◆ SET PROBLEM ◆
Show every line below that contains the string "Target", copying each one in full. Case counts.

◆ EXERCISE INPUTS ◆

*****

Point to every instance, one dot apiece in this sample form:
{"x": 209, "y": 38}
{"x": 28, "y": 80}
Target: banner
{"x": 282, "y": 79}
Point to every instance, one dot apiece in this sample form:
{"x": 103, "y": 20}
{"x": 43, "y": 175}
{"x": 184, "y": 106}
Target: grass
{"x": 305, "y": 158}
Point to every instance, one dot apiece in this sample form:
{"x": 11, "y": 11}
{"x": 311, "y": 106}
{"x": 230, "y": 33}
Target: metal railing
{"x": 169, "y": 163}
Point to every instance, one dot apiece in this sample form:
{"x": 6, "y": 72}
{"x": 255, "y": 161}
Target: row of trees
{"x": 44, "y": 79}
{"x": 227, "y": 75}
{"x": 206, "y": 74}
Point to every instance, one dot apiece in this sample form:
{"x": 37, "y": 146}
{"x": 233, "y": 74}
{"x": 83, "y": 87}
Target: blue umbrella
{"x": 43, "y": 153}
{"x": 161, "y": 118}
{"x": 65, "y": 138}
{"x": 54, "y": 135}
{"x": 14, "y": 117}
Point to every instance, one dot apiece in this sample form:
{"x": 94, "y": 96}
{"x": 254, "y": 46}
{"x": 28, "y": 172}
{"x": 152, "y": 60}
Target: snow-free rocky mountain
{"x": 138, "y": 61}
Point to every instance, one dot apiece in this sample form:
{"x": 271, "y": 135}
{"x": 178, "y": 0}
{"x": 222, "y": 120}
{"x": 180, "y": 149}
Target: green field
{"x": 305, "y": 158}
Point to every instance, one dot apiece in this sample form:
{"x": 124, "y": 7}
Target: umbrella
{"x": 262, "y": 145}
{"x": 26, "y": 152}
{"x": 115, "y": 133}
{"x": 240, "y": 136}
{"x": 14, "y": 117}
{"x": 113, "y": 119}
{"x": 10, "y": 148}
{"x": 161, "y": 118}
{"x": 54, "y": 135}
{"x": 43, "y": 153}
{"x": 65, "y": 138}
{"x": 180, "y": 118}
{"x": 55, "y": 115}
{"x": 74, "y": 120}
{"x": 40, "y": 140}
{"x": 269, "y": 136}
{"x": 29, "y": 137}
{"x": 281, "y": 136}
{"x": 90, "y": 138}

*****

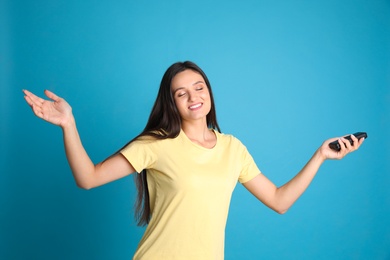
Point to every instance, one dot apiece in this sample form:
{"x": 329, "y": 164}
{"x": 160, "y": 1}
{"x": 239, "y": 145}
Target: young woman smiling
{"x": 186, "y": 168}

*****

◆ RESULT OF THIS TASK ◆
Target: banner
Target: grass
Target: metal railing
Target: row of trees
Target: blue umbrella
Target: snow-free rocky mountain
Target: green field
Target: umbrella
Target: young woman smiling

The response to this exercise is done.